**Texte fourni**
((
23À ceci s’ajoute l’observation du tertiaire et des services supérieurs comme activité spécifique des métropoles, ce qui finit par rendre plus ou moins consensuelle la définition de la métropolisation. Si la notion n’a pas encore imprégné réellement l’ensemble de la discipline ni le grand public, les auteurs « spécialisés » semblent s’accorder sur son importance pour la compréhension de l’urbain contemporain.
24Il ne s’agit pas ici de contribuer à une nouvelle définition de la métropolisation mais d’insister sur son évolution et sur la progressive implication qualitative et culturelle. En effet, la métropolisation doit être comprise au regard de l’un des apports récents les plus marquants, et dans le prolongement duquel notre travail trouve sa justification, qui montre le passage de l’âge des capitales culturelles [Charle & Roche 2002 ; Charle (dir.) 2009] à celui des métropoles culturelles [Grésillon 2002].
25Assises sur des représentations symboliques parfois héritées de longue date et ayant une relation très respectueuse du patrimoine bâti et, les métropoles européennes se situent à la croisée de dialogues : en premier lieu, de manière générale entre le local et le global, puis entre temps court et temps long et enfin, plus spécifiquement, entre espaces centraux modelés par l’histoire et nécessité de métropolisation.
))
**Données enregistrées**
((
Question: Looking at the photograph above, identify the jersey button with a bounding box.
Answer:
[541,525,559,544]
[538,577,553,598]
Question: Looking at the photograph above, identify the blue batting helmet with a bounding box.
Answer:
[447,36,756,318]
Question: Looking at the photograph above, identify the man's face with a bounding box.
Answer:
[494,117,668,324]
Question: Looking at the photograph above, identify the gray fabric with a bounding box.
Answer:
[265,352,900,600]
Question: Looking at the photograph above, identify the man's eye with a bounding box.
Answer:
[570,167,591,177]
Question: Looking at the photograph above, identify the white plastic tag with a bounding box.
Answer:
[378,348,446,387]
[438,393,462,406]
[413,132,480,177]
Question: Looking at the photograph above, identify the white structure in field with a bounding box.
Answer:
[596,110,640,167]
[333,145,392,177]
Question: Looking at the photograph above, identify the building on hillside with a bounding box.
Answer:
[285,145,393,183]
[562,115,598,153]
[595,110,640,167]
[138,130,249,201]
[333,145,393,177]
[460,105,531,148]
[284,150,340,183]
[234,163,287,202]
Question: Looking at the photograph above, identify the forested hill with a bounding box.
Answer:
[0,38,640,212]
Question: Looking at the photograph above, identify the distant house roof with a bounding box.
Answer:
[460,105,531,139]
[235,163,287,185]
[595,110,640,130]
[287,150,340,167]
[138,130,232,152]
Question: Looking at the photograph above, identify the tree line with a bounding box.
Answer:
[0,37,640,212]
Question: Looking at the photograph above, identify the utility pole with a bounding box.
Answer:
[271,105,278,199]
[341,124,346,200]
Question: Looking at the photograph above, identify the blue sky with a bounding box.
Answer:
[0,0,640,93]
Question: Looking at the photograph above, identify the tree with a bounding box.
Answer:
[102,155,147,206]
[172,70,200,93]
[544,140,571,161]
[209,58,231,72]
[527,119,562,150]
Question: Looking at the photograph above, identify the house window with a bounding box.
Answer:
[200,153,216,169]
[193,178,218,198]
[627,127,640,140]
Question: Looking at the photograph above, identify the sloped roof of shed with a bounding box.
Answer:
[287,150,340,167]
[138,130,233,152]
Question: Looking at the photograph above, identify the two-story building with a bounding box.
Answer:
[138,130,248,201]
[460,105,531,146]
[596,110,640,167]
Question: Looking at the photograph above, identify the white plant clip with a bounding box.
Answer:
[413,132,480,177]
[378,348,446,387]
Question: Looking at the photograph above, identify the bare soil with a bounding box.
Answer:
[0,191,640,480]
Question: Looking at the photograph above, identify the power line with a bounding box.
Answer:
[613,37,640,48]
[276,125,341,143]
))
**Consignes**
[1] Recopiez mot pour mot un passage du texte fourni. Commencez aux mots « 24Il ne s’agit » et arrêtez-vous après « culturelles [Grésillon 2002]. ».
[2] D'après le texte fourni, de quel âge à quel âge est-on passé selon l'un des apports récents les plus marquants ?
[3] Reprenez le texte fourni sur la métropolisation et poursuivez-le après sa dernière phrase.
Le matériel n'a aucun rôle à jouer ici.

**Réponses données**
[1]
24Il ne s’agit pas ici de contribuer à une nouvelle définition de la métropolisation mais d’insister sur son évolution et sur la progressive implication qualitative et culturelle. En effet, la métropolisation doit être comprise au regard de l’un des apports récents les plus marquants, et dans le prolongement duquel notre travail trouve sa justification, qui montre le passage de l’âge des capitales culturelles [Charle & Roche 2002 ; Charle (dir.) 2009] à celui des métropoles culturelles [Grésillon 2002].

[2] De l'âge des capitales culturelles à celui des métropoles culturelles.

[3]
26Ainsi, les terrains de la démonstration situent la réflexion dans une approche européenne. Le choix de l’Europe permet en premier lieu, de mieux saisir les dialogues entre patrimoine et projet. Ceci est particulièrement à l’œuvre dans une ville très fortement patrimonialisée comme Rome et dans une moindre mesure Barcelone ou en prise avec une forme complexe de patrimonialisation comme à Berlin. En second lieu, la multiplicité des situations des villes européennes fait de l’Europe un poste d’observation privilégié.
27Faces à des territoires urbains hyper concurrentiels, certaines villes de la « vieille Europe » ne sont pas exclues du système et se présentent-même comme des leaders de l’économie globale (Londres et Paris). Cependant, des territoires plus modestes que l’on pourrait qualifier de villes « moyennes du système global » entrent également dans la course à l’attractivité. Dans ce contexte, les positionnements analogues de Barcelone, Berlin et Rome sont une des justifications du choix de ces terrains [Taylor & Hoyler 2000].
28L’objectif n’est pas de proposer une comparaison de ces trois villes mais, par des lectures thématiques croisées, de saisir la manière dont l’architecture globale est mise en œuvre et la manière dont elle conditionne une émergence des territoires dans le système-monde. La comparaison n’est d’ailleurs aucunement possible dans la mesure où les territoires impliqués sont de natures diverses : Barcelone, Berlin et Rome divergent par leur taille, par leurs structures de gouvernance mais aussi par leur appréhension de la question métropolitaine. S’il est entendu que la métropolisation se présente comme la traduction spatiale de la globalisation, il est clair que la prise en compte par les acteurs locaux de cette problématique est révélatrice du positionnement souhaité des territoires.
- 9 De nombreux entretiens auprès d’acteurs locaux et d’architectes ont été sollicités et l’éclairage d (...)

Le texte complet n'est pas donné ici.